◆ ИСХОДНЫЙ ТЕКСТ:
А.С. Архипова, С.Ю. Неклюдов
Фольклор на асфальте
Содержание понятия «фольклор» исторически изменчиво. Когда
С.П. Жихарев в своих «Записках» [1989, т. I, с. 259-260, 262] излагал устные
рассказы некоего «почтенного старика» Н.А. Алферьева
(подтвержденные другим «почтенным стариком» — Д.Ф. Алфимовым),
особо настаивая на их подлинности («Не подумай, чтоб это был
вымысел, нет; это настоящее событие…»), он, разумеется,
совершенно не думал о том, что передает фольклорную традицию. И
дело не только в том, что от времени, которым можно
предположительно датировать дневники и письма мемуариста, до
изобретения самого слова «фольклор» (1846) оставалось еще четыре
десятилетия; что еще не вышли из печати «Детские и семейные
сказки» братьев Гримм (1812-1814), ставшие точкой отсчета для
истории научной фольклористики; что сама собирательская и
публикаторская деятельность в данной области делала лишь первые
свои шаги [антологии Гердера (1778-1779,1807), Арнима и Брентано
(1806, 1808)]. Дело в том, что предмет, который уже начинает
осознаваться в своей жанровой специфике (прежде всего, как
«песни» и «сказки») и который позднее будет обозначен термином
«фольклор», пока определяется исключительно по социальному
признаку, причем ключевым является слово «народный».
На протяжении XIX
в. это слово входит в названия почти всех фольклористических
публикаций: «Сербские народные песни» Караджича (с 1814 г.),
«Народные песни Греции» Фориеля (1824), «Сборник тосканских
народных песен» Томмазео (1841), «Норвежские народные сказки»
Асбьёрнсена (1847), «Народные песни Пьемонта» Нигру (1854-1888),
«Народные русские сказки» Афанасьева (1855-1863), «Народные песни
Франции» Дюмерсана и Коле (1858-1859), «Датские народные сказки»

◆ ИСХОДНЫЕ ДАННЫЕ:
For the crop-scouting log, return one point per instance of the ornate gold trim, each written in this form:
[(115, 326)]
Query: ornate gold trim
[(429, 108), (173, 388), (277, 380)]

◆ ЗАДАНИЯ:
• a. Ответьте по тексту о фольклоре на вопросы:
(i) В каком году было изобретено слово «фольклор»?
(ii) Какое слово названо ключевым при определении предмета по социальному признаку?
(iii) В каком году вышли «Народные песни Греции» Фориеля?
• b. Выпишите из текста о фольклоре все названия сборников песен вместе с фамилиями их составителей.
Данные — это отдельный материал, не связанный с текстом о фольклоре.

◆ ОТВЕТЫ НА ЗАДАНИЯ:
• a.
(i) В 1846 году.
(ii) Слово «народный».
(iii) В 1824 году.

• b.
«Сербские народные песни», Караджич
«Народные песни Греции», Фориель
«Сборник тосканских народных песен», Томмазео
«Народные песни Пьемонта», Нигру
«Народные песни Франции», Дюмерсан и Коле